**Excerpted text:**
Human rights groups are insisting that the resignation of Colombia’s army chief must not stand in the way of an in-depth investigation of the numerous human rights abuses in which he is implicated.
Montoya stepped down Tuesday, after 39 years of service, just ahead of Barack Obama’s victory in the U.S. elections.
Obama’s Democratic Party, and the president-elect himself, have
called much more emphatically than the governing Republican Party for
Colombia — the third largest recipient of U.S. military aid in the
world, after Israel and Egypt — to clean up its human rights record.
In fact, Democrats in the U.S. Congress have so far blocked
approval of the free trade agreement signed with this South American
country, demanding that the large number of murders of trade unionists
and others in this civil war-torn country be clarified and that the
killings be brought to an end.
“The question of approval of the bilateral trade deal is much
thornier than it was just a few hours ago,” lamented Luis Carlos
Villegas, president of the National Association of Industrialists, when
Obama’s victory was announced.
Early this year, IPS found out that the U.S. State Department
was pressing for Montoya to retire. The general is considered the main
promoter of the “body count” policy, in which the numbers of guerrillas
killed in combat are taken as “results” and as an indication of
military success.
Since the scandal over extrajudicial executions of civilians
presented as guerrilla casualties broke out in late September, the
government of right-wing President Álvaro Uribe has treated the
question as if it were a recent phenomenon.

**To do:**
1/ According to the news text, how many years of service did Montoya complete before stepping down?
2/ Rewrite the paragraph of the news text that begins "In fact, Democrats in the U.S. Congress" as a shorter version that keeps its main facts.

Source records:
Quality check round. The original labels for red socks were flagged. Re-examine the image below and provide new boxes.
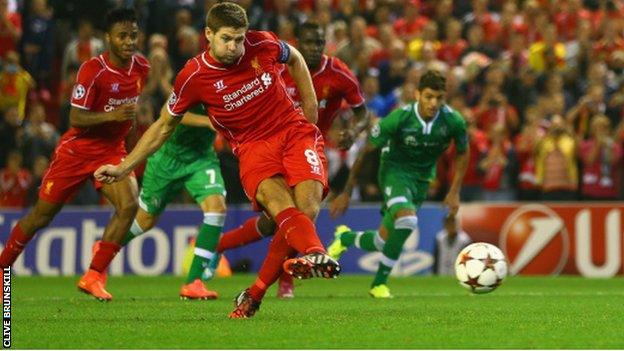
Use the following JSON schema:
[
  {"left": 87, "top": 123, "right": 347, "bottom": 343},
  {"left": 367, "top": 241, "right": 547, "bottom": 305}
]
[
  {"left": 249, "top": 207, "right": 325, "bottom": 301},
  {"left": 89, "top": 241, "right": 121, "bottom": 273},
  {"left": 0, "top": 223, "right": 32, "bottom": 268},
  {"left": 275, "top": 207, "right": 325, "bottom": 255},
  {"left": 249, "top": 231, "right": 297, "bottom": 301},
  {"left": 217, "top": 216, "right": 262, "bottom": 253}
]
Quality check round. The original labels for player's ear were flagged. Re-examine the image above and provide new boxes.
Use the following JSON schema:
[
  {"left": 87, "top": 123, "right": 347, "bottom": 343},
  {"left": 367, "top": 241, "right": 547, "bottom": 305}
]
[{"left": 204, "top": 26, "right": 214, "bottom": 42}]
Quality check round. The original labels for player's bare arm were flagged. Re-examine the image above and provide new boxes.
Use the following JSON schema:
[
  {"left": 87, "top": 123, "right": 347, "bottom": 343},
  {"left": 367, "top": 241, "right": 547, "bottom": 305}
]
[
  {"left": 329, "top": 142, "right": 377, "bottom": 218},
  {"left": 69, "top": 104, "right": 137, "bottom": 128},
  {"left": 94, "top": 106, "right": 181, "bottom": 184},
  {"left": 338, "top": 104, "right": 370, "bottom": 150},
  {"left": 444, "top": 146, "right": 470, "bottom": 215},
  {"left": 286, "top": 45, "right": 318, "bottom": 124},
  {"left": 180, "top": 112, "right": 217, "bottom": 132}
]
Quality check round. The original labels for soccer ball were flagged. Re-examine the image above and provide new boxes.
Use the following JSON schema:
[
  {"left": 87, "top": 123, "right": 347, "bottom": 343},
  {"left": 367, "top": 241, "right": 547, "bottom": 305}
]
[{"left": 455, "top": 243, "right": 507, "bottom": 294}]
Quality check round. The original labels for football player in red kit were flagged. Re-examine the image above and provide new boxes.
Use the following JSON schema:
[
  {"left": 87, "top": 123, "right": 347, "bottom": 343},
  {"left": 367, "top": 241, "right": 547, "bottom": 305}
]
[
  {"left": 0, "top": 9, "right": 149, "bottom": 301},
  {"left": 217, "top": 22, "right": 369, "bottom": 298},
  {"left": 95, "top": 2, "right": 340, "bottom": 318}
]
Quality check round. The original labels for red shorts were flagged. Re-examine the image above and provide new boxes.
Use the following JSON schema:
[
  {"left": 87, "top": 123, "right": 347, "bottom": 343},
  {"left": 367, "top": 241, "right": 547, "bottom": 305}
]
[
  {"left": 236, "top": 123, "right": 329, "bottom": 211},
  {"left": 39, "top": 146, "right": 126, "bottom": 203}
]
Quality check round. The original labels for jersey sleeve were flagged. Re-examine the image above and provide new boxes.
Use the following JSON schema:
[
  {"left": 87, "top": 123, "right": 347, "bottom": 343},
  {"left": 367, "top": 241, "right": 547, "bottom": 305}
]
[
  {"left": 452, "top": 111, "right": 468, "bottom": 154},
  {"left": 167, "top": 58, "right": 201, "bottom": 116},
  {"left": 368, "top": 109, "right": 405, "bottom": 147},
  {"left": 249, "top": 31, "right": 290, "bottom": 63},
  {"left": 71, "top": 59, "right": 105, "bottom": 110},
  {"left": 331, "top": 57, "right": 364, "bottom": 107}
]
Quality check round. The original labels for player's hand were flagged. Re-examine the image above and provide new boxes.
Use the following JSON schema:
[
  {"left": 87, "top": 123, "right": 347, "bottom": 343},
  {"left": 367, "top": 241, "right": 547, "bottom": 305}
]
[
  {"left": 329, "top": 193, "right": 351, "bottom": 218},
  {"left": 444, "top": 192, "right": 459, "bottom": 216},
  {"left": 338, "top": 129, "right": 355, "bottom": 150},
  {"left": 114, "top": 104, "right": 137, "bottom": 122},
  {"left": 93, "top": 165, "right": 129, "bottom": 184}
]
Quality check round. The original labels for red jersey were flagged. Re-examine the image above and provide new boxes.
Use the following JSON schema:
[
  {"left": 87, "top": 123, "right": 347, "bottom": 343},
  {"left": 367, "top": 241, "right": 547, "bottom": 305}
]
[
  {"left": 167, "top": 31, "right": 307, "bottom": 151},
  {"left": 64, "top": 53, "right": 150, "bottom": 155},
  {"left": 0, "top": 168, "right": 32, "bottom": 207},
  {"left": 281, "top": 55, "right": 364, "bottom": 139}
]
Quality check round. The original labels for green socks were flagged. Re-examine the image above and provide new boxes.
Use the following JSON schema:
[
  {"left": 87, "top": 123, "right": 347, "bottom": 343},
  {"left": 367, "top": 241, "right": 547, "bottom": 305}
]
[{"left": 186, "top": 213, "right": 225, "bottom": 284}]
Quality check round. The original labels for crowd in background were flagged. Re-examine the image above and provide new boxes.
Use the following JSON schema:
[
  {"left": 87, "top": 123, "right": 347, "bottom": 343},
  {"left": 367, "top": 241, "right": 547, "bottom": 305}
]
[{"left": 0, "top": 0, "right": 624, "bottom": 207}]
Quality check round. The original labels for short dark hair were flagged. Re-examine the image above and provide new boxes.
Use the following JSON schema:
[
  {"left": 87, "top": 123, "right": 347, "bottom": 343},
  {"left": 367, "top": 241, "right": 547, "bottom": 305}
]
[
  {"left": 206, "top": 2, "right": 249, "bottom": 33},
  {"left": 106, "top": 7, "right": 137, "bottom": 32},
  {"left": 297, "top": 21, "right": 323, "bottom": 37},
  {"left": 418, "top": 70, "right": 446, "bottom": 91}
]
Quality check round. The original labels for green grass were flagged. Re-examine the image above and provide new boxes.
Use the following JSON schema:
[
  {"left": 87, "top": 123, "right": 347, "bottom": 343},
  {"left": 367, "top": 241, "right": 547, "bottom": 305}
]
[{"left": 12, "top": 275, "right": 624, "bottom": 349}]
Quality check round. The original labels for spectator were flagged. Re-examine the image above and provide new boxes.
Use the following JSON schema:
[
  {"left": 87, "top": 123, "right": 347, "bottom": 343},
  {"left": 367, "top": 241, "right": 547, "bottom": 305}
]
[
  {"left": 0, "top": 0, "right": 22, "bottom": 61},
  {"left": 566, "top": 84, "right": 606, "bottom": 139},
  {"left": 336, "top": 16, "right": 381, "bottom": 71},
  {"left": 437, "top": 18, "right": 468, "bottom": 66},
  {"left": 529, "top": 24, "right": 566, "bottom": 73},
  {"left": 433, "top": 214, "right": 472, "bottom": 276},
  {"left": 379, "top": 39, "right": 411, "bottom": 96},
  {"left": 0, "top": 150, "right": 32, "bottom": 208},
  {"left": 394, "top": 0, "right": 429, "bottom": 42},
  {"left": 579, "top": 115, "right": 622, "bottom": 200},
  {"left": 26, "top": 156, "right": 50, "bottom": 206},
  {"left": 22, "top": 102, "right": 60, "bottom": 169},
  {"left": 479, "top": 123, "right": 518, "bottom": 202},
  {"left": 61, "top": 19, "right": 104, "bottom": 82},
  {"left": 23, "top": 0, "right": 54, "bottom": 92},
  {"left": 515, "top": 105, "right": 546, "bottom": 201},
  {"left": 535, "top": 115, "right": 578, "bottom": 201},
  {"left": 0, "top": 106, "right": 23, "bottom": 168},
  {"left": 0, "top": 51, "right": 35, "bottom": 121}
]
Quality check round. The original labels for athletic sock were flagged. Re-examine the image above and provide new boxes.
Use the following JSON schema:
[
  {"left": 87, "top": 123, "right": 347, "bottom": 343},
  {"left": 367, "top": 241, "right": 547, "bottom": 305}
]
[
  {"left": 352, "top": 230, "right": 385, "bottom": 252},
  {"left": 275, "top": 207, "right": 326, "bottom": 255},
  {"left": 249, "top": 230, "right": 297, "bottom": 301},
  {"left": 121, "top": 218, "right": 145, "bottom": 246},
  {"left": 217, "top": 216, "right": 263, "bottom": 253},
  {"left": 186, "top": 213, "right": 225, "bottom": 284},
  {"left": 89, "top": 241, "right": 121, "bottom": 273},
  {"left": 372, "top": 219, "right": 413, "bottom": 286},
  {"left": 0, "top": 223, "right": 32, "bottom": 268}
]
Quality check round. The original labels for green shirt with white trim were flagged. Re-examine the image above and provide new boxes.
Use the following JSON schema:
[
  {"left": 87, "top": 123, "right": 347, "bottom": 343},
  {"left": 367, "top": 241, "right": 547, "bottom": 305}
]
[{"left": 369, "top": 102, "right": 468, "bottom": 182}]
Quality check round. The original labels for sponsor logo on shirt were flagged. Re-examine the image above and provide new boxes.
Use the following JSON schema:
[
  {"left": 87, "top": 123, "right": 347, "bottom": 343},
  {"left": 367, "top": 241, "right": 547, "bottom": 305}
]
[
  {"left": 72, "top": 84, "right": 87, "bottom": 100},
  {"left": 223, "top": 73, "right": 273, "bottom": 111},
  {"left": 104, "top": 95, "right": 139, "bottom": 112},
  {"left": 213, "top": 79, "right": 227, "bottom": 93}
]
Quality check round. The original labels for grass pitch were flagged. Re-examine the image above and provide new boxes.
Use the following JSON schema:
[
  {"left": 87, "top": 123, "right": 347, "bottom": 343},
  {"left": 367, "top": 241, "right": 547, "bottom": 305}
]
[{"left": 12, "top": 275, "right": 624, "bottom": 349}]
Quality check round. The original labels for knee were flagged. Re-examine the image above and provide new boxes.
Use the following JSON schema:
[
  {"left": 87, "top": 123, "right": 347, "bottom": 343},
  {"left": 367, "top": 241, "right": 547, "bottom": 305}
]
[
  {"left": 394, "top": 215, "right": 418, "bottom": 232},
  {"left": 299, "top": 203, "right": 321, "bottom": 221},
  {"left": 115, "top": 199, "right": 139, "bottom": 219}
]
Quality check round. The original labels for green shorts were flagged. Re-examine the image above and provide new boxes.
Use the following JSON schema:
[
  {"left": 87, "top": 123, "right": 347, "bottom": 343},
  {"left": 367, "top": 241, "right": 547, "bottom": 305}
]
[
  {"left": 379, "top": 171, "right": 429, "bottom": 218},
  {"left": 139, "top": 152, "right": 225, "bottom": 215}
]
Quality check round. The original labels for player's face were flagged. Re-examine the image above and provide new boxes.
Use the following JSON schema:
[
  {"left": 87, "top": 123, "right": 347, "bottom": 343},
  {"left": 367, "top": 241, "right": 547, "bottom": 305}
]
[
  {"left": 299, "top": 29, "right": 325, "bottom": 68},
  {"left": 418, "top": 88, "right": 446, "bottom": 118},
  {"left": 206, "top": 27, "right": 247, "bottom": 65},
  {"left": 106, "top": 22, "right": 139, "bottom": 62}
]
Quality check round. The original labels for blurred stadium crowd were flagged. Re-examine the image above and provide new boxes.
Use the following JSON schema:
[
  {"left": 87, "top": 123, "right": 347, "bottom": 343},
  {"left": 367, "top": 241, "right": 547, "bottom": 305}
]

**Expected outputs:**
1/ 39 years.

2/ Democrats in the U.S. Congress have so far blocked approval of the free trade agreement with Colombia. They demand that the many murders of trade unionists and others in the civil war-torn country be clarified and stopped.